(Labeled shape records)
BEGIN

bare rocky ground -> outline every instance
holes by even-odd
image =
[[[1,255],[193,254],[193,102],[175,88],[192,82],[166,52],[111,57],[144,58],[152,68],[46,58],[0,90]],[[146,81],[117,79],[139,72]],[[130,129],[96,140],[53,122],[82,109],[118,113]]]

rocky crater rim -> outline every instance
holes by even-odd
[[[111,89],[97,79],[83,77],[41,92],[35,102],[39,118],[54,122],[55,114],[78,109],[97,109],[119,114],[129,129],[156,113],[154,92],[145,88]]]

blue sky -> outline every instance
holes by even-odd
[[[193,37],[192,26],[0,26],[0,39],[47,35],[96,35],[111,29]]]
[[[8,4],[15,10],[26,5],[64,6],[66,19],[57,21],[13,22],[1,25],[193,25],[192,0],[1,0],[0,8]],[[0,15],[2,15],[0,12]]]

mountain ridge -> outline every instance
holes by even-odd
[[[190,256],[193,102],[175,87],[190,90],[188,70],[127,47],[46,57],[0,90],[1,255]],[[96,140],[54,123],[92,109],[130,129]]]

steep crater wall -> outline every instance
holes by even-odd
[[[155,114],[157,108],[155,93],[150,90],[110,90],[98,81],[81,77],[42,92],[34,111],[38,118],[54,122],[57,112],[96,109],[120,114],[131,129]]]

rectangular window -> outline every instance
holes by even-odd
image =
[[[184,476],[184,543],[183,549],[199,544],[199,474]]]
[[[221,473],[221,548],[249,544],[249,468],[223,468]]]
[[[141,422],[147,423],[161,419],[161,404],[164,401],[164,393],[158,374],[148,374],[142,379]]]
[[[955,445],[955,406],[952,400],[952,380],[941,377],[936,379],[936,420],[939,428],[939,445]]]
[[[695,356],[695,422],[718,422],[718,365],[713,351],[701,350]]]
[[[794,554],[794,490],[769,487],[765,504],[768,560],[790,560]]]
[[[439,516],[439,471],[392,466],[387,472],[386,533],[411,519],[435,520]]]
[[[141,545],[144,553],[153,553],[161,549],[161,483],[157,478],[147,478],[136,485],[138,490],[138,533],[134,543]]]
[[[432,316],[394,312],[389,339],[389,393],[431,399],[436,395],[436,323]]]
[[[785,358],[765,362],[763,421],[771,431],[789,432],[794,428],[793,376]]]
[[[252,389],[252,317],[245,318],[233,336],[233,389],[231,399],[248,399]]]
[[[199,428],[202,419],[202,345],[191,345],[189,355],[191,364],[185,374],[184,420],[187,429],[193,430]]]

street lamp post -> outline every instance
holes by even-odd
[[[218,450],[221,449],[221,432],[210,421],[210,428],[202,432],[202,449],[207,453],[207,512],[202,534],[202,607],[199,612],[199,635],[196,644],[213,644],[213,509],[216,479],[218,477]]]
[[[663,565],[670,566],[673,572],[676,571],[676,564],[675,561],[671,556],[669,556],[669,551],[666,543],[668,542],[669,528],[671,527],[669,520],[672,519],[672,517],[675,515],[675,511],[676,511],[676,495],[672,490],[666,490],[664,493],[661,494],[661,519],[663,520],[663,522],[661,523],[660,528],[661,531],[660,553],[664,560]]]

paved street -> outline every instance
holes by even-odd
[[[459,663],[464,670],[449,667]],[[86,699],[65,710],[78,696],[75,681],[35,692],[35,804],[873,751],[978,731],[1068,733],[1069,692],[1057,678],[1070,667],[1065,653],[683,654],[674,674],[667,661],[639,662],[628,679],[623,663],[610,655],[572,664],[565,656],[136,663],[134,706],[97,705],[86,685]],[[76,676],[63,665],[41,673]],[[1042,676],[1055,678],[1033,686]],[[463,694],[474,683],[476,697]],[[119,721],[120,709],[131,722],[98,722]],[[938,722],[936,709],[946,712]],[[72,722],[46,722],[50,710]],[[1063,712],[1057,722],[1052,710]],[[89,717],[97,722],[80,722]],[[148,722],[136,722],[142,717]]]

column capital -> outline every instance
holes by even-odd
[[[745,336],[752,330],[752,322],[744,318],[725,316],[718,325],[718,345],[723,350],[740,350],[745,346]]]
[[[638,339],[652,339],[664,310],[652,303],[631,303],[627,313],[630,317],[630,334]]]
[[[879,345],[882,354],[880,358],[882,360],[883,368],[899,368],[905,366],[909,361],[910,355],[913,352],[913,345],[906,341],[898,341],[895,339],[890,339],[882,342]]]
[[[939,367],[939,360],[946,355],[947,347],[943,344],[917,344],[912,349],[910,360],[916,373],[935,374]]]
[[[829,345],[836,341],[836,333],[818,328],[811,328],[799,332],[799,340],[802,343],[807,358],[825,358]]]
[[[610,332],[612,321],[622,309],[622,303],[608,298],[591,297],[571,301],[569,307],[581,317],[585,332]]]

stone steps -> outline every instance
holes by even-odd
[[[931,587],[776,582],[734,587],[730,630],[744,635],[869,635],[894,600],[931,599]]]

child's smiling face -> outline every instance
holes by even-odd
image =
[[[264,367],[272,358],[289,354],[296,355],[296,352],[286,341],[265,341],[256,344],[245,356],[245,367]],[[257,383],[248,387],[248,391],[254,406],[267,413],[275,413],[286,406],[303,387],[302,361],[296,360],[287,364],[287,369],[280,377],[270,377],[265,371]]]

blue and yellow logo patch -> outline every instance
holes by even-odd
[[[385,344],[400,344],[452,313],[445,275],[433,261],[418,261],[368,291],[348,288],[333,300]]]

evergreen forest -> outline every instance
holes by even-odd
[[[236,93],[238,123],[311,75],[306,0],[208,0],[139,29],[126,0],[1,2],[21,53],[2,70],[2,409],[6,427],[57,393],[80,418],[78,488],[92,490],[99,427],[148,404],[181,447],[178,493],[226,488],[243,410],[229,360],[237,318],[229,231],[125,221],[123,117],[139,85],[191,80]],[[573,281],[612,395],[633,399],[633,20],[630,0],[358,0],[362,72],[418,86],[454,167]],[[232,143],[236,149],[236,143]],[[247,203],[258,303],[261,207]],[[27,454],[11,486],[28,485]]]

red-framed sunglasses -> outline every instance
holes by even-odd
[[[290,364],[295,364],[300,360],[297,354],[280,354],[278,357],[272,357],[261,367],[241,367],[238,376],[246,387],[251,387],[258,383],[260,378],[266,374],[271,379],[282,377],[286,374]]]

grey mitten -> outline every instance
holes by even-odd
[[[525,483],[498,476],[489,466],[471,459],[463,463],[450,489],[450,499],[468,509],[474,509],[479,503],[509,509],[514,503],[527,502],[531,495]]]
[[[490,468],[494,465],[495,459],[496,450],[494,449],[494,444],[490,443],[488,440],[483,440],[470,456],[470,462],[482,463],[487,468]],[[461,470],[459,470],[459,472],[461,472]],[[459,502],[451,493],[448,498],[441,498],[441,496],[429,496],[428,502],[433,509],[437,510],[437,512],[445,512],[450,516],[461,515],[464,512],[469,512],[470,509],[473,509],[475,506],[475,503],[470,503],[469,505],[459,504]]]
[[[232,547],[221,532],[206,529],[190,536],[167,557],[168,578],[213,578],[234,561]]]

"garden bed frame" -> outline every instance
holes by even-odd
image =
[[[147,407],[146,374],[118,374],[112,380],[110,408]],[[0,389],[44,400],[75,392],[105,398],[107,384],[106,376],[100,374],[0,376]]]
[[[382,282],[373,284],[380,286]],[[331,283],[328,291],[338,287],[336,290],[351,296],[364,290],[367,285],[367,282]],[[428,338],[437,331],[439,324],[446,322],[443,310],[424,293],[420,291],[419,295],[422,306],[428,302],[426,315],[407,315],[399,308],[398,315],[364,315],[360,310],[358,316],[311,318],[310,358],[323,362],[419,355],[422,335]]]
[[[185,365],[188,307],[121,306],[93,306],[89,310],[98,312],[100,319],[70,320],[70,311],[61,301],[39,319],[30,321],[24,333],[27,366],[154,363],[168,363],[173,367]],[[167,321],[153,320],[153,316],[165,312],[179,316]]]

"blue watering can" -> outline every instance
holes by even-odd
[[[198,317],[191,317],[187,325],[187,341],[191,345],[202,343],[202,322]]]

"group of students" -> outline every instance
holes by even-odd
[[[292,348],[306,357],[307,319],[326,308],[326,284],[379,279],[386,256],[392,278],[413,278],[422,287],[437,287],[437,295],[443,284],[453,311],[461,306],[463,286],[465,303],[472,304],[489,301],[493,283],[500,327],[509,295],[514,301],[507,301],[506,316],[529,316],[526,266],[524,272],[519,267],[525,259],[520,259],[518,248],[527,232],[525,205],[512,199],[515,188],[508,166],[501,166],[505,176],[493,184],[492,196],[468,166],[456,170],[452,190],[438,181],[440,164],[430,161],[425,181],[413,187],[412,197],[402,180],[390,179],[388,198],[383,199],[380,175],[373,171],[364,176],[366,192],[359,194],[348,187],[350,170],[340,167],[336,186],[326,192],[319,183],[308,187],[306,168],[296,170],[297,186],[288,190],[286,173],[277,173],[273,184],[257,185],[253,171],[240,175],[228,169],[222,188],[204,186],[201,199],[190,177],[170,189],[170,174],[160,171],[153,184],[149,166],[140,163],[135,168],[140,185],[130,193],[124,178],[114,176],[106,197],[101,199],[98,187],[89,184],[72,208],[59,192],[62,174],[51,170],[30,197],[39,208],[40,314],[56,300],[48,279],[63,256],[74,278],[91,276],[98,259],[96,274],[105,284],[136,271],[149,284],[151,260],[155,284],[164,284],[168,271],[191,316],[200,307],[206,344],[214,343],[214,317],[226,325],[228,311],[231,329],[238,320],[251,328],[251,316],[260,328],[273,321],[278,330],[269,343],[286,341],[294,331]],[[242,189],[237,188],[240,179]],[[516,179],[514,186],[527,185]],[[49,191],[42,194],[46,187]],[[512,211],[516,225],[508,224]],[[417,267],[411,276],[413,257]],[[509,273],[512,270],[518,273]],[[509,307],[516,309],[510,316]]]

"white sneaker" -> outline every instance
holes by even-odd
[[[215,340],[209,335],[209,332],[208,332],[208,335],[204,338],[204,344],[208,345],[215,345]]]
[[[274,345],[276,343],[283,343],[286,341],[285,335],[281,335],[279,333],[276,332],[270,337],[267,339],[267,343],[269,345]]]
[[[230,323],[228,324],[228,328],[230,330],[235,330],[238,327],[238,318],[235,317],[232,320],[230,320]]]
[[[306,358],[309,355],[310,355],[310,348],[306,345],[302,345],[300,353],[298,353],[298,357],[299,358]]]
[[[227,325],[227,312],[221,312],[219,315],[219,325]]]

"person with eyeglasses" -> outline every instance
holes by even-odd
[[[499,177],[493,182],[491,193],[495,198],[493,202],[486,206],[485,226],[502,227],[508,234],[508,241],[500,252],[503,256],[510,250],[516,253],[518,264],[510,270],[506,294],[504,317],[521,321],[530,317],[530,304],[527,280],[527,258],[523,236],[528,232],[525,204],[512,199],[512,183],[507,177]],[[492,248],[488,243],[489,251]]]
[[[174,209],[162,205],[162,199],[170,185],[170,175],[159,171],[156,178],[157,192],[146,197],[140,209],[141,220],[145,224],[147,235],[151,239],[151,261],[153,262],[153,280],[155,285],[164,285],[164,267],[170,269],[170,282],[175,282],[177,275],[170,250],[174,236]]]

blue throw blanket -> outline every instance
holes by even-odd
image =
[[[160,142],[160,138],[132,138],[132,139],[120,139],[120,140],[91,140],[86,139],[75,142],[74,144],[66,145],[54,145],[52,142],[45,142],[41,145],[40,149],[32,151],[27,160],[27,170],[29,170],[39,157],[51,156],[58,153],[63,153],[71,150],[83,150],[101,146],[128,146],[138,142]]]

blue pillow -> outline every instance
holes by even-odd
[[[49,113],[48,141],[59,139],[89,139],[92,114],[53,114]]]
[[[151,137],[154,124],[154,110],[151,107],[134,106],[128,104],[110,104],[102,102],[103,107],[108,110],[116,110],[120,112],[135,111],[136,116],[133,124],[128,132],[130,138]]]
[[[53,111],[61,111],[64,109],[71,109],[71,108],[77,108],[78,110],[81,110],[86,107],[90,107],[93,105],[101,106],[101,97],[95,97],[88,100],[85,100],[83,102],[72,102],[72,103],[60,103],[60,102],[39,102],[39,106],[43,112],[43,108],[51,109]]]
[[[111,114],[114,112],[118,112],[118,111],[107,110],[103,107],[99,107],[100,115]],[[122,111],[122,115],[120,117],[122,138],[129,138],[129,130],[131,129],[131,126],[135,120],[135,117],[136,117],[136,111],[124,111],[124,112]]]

END

▶ **Goal**: Reproduce the lines of the material word for word, starting at the line that contains "blue throw blanket -> outline every instance" and ending at the final line of the material.

▶ **Task result**:
blue throw blanket -> outline every instance
holes by even-odd
image =
[[[160,142],[160,138],[132,138],[132,139],[120,139],[120,140],[91,140],[86,139],[75,142],[74,144],[66,145],[54,145],[52,142],[45,142],[41,145],[40,149],[32,151],[27,160],[27,170],[29,170],[39,157],[51,156],[58,153],[63,153],[71,150],[83,150],[101,146],[128,146],[138,142]]]

blue pillow -> outline every instance
holes by even-odd
[[[49,113],[48,141],[59,139],[89,139],[92,114],[53,114]]]
[[[151,137],[154,124],[154,110],[151,107],[134,106],[128,104],[110,104],[102,102],[103,107],[108,110],[116,110],[120,112],[135,111],[136,116],[133,124],[128,132],[130,138]]]
[[[53,111],[61,111],[64,109],[71,109],[71,108],[77,108],[78,110],[81,110],[86,107],[90,107],[93,105],[101,106],[101,97],[95,97],[88,100],[85,100],[83,102],[72,102],[72,103],[60,103],[60,102],[39,102],[39,106],[43,112],[43,108],[51,109]]]
[[[111,114],[114,112],[118,112],[118,111],[107,110],[103,107],[99,107],[100,115]],[[122,111],[122,115],[120,117],[122,138],[129,138],[129,130],[131,129],[131,126],[135,120],[135,117],[136,117],[136,111],[124,111],[124,112]]]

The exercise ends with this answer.